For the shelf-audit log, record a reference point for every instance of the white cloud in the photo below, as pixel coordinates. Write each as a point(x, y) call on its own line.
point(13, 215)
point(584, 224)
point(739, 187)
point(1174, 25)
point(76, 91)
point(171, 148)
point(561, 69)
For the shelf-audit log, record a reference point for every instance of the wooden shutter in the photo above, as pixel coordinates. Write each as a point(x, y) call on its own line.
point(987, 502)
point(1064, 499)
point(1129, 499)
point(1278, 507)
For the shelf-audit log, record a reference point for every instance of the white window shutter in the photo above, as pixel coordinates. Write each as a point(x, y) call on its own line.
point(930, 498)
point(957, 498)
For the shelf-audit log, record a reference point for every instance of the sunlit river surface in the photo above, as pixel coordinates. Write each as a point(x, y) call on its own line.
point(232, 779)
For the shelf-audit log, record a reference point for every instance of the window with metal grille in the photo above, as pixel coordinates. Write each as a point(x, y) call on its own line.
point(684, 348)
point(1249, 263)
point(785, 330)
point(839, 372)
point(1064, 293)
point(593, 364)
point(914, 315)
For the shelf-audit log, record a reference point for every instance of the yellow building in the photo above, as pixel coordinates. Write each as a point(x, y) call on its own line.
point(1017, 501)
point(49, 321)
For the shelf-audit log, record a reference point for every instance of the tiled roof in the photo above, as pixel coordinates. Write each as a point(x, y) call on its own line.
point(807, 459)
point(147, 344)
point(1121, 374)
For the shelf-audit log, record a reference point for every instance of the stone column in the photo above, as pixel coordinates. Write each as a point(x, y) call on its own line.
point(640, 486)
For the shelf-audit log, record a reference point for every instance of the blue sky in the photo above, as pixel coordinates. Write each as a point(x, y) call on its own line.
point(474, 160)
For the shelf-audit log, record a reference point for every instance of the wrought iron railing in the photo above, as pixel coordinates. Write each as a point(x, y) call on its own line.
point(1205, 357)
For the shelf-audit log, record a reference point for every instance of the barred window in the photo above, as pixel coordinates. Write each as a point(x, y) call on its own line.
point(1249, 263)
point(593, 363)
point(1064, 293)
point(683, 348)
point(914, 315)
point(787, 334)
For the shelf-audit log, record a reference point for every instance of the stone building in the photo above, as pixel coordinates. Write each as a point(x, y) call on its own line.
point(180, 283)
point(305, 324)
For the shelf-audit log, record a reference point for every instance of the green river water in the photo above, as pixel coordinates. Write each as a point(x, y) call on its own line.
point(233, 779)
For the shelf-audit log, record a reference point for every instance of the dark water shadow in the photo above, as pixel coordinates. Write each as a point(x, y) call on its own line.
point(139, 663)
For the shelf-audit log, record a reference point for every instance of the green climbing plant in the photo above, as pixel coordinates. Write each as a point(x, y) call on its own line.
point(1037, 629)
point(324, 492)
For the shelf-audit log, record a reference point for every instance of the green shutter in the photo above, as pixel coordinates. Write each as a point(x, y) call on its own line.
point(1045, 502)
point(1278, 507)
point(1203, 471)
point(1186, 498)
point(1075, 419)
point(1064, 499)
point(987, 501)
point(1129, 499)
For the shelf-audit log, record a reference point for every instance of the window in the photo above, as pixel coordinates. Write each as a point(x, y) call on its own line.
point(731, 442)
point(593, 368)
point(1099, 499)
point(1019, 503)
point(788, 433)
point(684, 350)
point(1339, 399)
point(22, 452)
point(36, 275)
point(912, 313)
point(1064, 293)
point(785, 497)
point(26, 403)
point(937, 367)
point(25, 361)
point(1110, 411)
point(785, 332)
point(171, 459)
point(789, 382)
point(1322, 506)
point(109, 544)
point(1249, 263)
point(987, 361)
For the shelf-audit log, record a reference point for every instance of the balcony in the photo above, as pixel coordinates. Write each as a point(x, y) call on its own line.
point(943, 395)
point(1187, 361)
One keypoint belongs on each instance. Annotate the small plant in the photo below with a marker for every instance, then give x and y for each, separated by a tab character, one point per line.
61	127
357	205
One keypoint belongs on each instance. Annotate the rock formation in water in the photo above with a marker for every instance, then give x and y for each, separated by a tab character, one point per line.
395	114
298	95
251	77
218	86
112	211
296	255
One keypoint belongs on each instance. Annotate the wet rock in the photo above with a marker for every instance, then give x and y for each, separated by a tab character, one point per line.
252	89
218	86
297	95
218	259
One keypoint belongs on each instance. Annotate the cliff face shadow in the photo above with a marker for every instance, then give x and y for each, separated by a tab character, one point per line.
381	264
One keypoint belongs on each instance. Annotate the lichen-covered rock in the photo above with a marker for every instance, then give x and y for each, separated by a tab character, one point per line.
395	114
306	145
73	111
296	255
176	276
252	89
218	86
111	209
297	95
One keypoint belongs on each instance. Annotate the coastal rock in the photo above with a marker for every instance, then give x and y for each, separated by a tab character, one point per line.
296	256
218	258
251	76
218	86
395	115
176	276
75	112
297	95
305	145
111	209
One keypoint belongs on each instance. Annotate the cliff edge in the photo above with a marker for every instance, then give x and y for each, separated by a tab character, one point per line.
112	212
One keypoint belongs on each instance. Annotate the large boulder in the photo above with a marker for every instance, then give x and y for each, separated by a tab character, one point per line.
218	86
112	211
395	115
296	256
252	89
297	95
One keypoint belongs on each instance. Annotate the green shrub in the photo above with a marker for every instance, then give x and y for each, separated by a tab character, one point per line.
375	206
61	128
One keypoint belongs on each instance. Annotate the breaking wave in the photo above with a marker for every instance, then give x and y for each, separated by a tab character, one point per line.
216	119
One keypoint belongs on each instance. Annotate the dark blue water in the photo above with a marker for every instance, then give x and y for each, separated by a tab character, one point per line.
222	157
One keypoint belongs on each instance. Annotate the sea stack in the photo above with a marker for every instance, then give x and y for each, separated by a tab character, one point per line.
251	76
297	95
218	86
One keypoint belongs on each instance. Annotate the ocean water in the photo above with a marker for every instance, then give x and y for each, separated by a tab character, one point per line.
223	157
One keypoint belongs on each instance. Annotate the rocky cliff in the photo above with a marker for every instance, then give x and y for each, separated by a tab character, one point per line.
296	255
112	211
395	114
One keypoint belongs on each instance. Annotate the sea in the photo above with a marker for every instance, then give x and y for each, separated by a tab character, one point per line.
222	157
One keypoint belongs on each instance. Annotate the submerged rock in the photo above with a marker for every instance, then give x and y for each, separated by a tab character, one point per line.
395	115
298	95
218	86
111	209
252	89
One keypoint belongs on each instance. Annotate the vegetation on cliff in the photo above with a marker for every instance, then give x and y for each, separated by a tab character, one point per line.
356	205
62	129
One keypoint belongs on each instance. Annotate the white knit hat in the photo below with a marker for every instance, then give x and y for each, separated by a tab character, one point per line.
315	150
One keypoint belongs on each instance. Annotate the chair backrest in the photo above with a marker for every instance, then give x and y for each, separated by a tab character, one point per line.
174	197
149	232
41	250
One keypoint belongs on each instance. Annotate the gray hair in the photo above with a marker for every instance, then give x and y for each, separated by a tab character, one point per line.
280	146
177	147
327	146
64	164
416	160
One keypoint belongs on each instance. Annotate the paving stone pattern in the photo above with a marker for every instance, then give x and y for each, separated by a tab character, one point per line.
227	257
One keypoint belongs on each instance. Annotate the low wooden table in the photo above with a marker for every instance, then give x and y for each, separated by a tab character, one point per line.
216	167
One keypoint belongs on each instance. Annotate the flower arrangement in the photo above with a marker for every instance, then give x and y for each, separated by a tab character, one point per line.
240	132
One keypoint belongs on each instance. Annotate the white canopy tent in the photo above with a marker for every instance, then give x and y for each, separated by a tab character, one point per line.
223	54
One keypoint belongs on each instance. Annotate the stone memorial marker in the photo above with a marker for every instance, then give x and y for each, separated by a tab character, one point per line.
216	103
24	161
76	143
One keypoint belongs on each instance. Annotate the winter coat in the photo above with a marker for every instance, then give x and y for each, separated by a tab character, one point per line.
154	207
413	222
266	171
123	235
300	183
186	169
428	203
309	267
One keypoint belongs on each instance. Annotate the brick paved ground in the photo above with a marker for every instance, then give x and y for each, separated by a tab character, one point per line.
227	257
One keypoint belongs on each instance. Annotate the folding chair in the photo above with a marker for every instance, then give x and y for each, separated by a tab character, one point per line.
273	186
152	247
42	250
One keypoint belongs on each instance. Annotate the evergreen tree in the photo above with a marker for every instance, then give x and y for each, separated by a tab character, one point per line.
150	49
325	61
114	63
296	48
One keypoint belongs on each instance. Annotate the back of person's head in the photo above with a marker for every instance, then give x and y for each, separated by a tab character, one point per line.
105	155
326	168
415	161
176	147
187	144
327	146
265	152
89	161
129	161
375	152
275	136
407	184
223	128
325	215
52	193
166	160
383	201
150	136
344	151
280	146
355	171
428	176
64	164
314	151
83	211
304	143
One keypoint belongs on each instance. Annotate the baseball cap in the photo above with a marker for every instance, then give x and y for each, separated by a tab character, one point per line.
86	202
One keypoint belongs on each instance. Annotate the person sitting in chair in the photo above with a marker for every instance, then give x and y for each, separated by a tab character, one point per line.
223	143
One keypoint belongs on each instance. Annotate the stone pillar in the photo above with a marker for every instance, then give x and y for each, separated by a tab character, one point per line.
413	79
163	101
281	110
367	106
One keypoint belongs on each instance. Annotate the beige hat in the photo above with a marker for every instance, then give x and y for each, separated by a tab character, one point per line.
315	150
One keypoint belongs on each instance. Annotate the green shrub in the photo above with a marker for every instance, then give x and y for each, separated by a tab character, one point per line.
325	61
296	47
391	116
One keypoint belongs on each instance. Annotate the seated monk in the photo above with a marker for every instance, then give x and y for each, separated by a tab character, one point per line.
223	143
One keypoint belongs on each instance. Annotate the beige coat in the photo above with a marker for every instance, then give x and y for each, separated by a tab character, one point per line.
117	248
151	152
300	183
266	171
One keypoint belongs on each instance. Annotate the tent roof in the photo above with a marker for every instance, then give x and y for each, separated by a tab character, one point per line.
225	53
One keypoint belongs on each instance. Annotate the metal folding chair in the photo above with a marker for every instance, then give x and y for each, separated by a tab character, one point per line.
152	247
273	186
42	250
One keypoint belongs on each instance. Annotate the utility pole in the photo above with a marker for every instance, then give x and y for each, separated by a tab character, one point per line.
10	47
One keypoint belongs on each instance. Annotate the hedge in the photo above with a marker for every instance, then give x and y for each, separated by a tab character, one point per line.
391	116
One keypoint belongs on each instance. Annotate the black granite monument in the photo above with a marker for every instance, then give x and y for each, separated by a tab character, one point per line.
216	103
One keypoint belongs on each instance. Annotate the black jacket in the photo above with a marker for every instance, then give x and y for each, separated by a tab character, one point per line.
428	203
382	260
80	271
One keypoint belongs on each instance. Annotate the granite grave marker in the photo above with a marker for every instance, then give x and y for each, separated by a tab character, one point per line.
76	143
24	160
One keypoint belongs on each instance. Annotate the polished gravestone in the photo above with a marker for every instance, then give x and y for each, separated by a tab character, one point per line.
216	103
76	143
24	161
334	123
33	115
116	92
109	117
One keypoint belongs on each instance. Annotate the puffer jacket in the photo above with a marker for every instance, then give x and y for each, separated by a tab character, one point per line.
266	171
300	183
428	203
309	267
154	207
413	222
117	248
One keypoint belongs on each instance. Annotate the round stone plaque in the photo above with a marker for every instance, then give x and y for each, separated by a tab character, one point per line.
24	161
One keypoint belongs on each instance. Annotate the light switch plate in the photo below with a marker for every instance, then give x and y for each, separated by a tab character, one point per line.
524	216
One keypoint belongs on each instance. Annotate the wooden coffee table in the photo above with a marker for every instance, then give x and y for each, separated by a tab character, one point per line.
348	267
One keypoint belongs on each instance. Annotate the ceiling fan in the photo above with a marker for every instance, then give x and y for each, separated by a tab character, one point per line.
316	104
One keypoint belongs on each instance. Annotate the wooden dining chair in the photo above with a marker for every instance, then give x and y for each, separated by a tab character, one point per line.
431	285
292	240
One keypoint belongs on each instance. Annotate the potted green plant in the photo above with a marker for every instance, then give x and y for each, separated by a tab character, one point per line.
::::::::
Write out exactly the lines of the entries above that run from the line containing "the wooden coffee" through the last line, including both.

> _RESULT_
One keypoint belongs on each instance. Annotate the wooden coffee table in the photo above with a marker for every instance, then give x and y for each, separated by a tab character, one point per line.
348	267
One keypoint belongs on each instance. Annotate the ceiling fan in the photo above with a marker for every instance, then give x and y for each, separated by a tab character, one point per line.
316	104
One keypoint belongs on each instance. Annotate the wooden dining chair in the photo above with a marker for every instance, then give x and y for each, separated by a tab character, one point per line.
431	285
292	240
One keypoint belongs on each instance. Annotate the potted green plant in the photo above with a marker for every instance, then give x and y for each, separated by a tab character, one point per line.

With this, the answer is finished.